* _SHORT PROBLEM_: Read the data and repeat it in full, exactly.

* _INPUT ROWS_:
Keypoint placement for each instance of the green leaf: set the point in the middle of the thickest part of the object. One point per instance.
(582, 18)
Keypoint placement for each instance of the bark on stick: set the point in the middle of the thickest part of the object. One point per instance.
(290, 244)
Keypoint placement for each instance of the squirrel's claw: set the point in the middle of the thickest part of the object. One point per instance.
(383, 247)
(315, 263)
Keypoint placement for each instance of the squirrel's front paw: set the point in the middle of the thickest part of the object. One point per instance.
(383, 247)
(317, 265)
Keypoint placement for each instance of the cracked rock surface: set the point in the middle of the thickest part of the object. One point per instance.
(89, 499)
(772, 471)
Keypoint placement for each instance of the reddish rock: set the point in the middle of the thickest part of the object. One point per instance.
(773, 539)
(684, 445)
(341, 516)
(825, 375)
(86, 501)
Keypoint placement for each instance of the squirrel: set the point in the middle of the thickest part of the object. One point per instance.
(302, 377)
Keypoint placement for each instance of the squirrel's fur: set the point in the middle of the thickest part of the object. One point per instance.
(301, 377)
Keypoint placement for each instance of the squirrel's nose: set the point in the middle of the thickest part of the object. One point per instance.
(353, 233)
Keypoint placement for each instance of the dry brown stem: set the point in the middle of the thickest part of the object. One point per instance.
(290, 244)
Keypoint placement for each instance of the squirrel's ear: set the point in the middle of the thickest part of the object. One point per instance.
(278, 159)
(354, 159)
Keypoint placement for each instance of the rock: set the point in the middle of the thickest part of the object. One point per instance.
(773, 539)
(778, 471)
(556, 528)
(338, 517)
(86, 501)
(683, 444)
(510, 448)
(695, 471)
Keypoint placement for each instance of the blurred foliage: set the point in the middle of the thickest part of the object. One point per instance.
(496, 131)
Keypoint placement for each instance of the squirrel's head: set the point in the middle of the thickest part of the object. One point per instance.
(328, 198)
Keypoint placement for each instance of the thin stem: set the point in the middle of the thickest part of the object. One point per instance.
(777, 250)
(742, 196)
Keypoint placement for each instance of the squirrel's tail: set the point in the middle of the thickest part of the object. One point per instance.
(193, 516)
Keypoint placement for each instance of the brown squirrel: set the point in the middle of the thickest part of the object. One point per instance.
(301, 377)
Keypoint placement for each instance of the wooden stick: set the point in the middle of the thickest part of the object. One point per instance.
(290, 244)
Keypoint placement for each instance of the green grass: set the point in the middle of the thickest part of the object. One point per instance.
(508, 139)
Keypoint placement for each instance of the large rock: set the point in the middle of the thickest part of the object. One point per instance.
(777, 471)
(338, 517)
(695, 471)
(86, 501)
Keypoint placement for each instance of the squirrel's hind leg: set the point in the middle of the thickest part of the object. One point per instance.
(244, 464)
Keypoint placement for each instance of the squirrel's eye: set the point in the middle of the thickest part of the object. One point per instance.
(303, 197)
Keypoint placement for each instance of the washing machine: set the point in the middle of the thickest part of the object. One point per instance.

* _THE OUTPUT_:
Keypoint placement for each instance of the green leaf: set the point in the middle of the thickest part of the object. One point per instance.
(582, 18)
Keypoint placement for each instance of the bark on stick: set the point in the middle of the thickest part of the object. One point per instance.
(290, 244)
Keypoint placement for each instance of the squirrel's claw: set the point in the middle of the thickest part of the object. One point per instance.
(383, 247)
(315, 263)
Keypoint placement for each instance of the squirrel's front paw: set the point in the middle of the thickest part of the object. One point per instance.
(383, 247)
(317, 265)
Keypoint placement for each instance of the cracked rock surface: set the point in the middle of the thickest part of the object. One point per instance.
(89, 499)
(772, 471)
Keypoint placement for each instance of the reddish rock: set the point in the middle of the thickest part of the object. One point per instance.
(773, 539)
(684, 445)
(341, 516)
(825, 375)
(86, 501)
Keypoint placement for each instance of the squirrel: set the point in the middle of the thickest part of the object. One point per instance.
(302, 377)
Keypoint placement for each instance of the squirrel's fur: set the point in the middle of the thickest part of the object. One point per instance.
(301, 377)
Keypoint placement for each instance of the squirrel's nose: set the point in the middle of the thickest part of the object. One point per instance.
(353, 233)
Keypoint placement for each instance of the dry brown stem: set the point in the middle of the thickest part of the object. One point per instance.
(290, 244)
Keypoint placement for each instance of the squirrel's ear: set the point in the middle of the thickest part of the object. One point per instance.
(278, 159)
(354, 159)
Keypoint placement for each instance of the rock: set the point in the middle of the thickest part of the object. One point per instance.
(773, 539)
(778, 471)
(556, 528)
(338, 517)
(86, 501)
(683, 444)
(510, 448)
(695, 471)
Keypoint placement for each instance of the blurred foliage: set the point in the middle of the thickest part of the object. One point per instance.
(496, 131)
Keypoint placement for each instance of the squirrel's head: set the point in the middle of the thickest part of the object. One point per instance.
(328, 198)
Keypoint placement for each instance of the thin stem: set the point in the middle of the thickest part of the object. One point per instance.
(777, 250)
(742, 196)
Keypoint placement for each instance of the squirrel's tail: set the point in the middle of the thickest part of the object. One point per instance.
(193, 516)
Keypoint placement for each instance of the brown squirrel: set the point in the middle of the thickest part of the object. One point per instance.
(301, 377)
Keypoint placement for each instance of the wooden stick: set the point in the middle of the thickest part of the object. One point per instance.
(290, 244)
Keypoint placement for each instance of the green grass: set the point in the middle of the thickest part of the object. One point per instance.
(508, 139)
Keypoint placement for each instance of the large rock: set the point in the middle of the thickest part of the object. One point per instance.
(777, 471)
(338, 517)
(695, 471)
(86, 501)
Keypoint placement for each instance of the squirrel's hind leg: set the point in the middle of the thickest part of the object. One point per instance.
(244, 464)
Keypoint placement for each instance of the squirrel's eye: set the point in the middle of the thickest part of the object. One point per instance.
(303, 197)
Keypoint placement for each instance of the washing machine: set the point in the middle of the thickest part of the object. One point per instance.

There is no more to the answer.